:: EXERCISE DIRECTIONS ::
For this listing, the lines between the one holding "box: [315, 184, 340, 199]" and the one holding "positive clicks: (445, 354)", inclusive, must be set down exactly.
---
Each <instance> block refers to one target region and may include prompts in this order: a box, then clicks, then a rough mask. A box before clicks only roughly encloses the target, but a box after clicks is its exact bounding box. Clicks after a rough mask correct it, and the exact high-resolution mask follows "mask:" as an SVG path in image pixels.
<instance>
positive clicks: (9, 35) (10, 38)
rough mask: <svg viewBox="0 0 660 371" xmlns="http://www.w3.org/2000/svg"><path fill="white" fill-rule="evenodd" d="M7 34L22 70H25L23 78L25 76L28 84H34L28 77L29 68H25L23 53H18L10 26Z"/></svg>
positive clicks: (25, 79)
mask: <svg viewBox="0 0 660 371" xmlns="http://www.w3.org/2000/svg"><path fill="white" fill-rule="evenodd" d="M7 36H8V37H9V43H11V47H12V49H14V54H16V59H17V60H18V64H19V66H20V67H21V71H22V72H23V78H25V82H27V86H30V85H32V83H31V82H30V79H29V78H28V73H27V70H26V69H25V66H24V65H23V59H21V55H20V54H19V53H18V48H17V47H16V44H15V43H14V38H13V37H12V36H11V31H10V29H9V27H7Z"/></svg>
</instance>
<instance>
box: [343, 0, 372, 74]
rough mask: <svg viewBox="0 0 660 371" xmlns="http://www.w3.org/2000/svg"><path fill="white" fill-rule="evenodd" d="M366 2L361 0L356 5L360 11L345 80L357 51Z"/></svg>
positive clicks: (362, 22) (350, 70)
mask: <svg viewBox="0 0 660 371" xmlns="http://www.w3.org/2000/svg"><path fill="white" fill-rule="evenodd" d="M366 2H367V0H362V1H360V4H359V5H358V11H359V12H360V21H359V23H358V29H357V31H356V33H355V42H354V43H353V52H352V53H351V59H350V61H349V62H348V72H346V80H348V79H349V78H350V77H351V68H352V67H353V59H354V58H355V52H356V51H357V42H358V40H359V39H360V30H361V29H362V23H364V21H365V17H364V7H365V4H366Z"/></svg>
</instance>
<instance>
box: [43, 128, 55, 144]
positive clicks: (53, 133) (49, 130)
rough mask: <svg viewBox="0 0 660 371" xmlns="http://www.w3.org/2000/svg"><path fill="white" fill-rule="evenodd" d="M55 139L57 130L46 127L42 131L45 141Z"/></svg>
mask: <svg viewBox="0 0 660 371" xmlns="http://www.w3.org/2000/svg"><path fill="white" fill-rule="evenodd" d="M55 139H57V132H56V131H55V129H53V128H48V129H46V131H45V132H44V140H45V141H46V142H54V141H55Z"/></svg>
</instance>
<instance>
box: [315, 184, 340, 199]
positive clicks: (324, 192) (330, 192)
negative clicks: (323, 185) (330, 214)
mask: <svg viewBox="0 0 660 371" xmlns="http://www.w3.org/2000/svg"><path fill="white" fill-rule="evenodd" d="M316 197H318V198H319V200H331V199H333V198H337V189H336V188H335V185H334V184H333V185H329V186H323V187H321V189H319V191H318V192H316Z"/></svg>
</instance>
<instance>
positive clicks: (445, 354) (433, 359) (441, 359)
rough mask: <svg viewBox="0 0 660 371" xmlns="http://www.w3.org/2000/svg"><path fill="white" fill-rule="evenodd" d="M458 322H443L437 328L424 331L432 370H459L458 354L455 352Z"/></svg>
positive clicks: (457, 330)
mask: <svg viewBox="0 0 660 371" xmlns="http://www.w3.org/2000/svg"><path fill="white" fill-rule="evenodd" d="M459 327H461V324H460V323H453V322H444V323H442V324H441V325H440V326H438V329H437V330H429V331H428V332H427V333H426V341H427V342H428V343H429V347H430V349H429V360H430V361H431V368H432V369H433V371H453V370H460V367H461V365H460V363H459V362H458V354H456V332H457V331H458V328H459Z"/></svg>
---
:: RESULT OF THIS EXERCISE ::
box: [315, 184, 340, 199]
positive clicks: (324, 192) (330, 192)
negative clicks: (323, 185) (330, 214)
mask: <svg viewBox="0 0 660 371" xmlns="http://www.w3.org/2000/svg"><path fill="white" fill-rule="evenodd" d="M316 197H318V198H319V200H331V199H333V198H337V189H336V188H335V185H334V184H333V185H329V186H323V187H321V189H319V191H318V192H316Z"/></svg>
</instance>
<instance>
positive clicks: (445, 354) (433, 359) (441, 359)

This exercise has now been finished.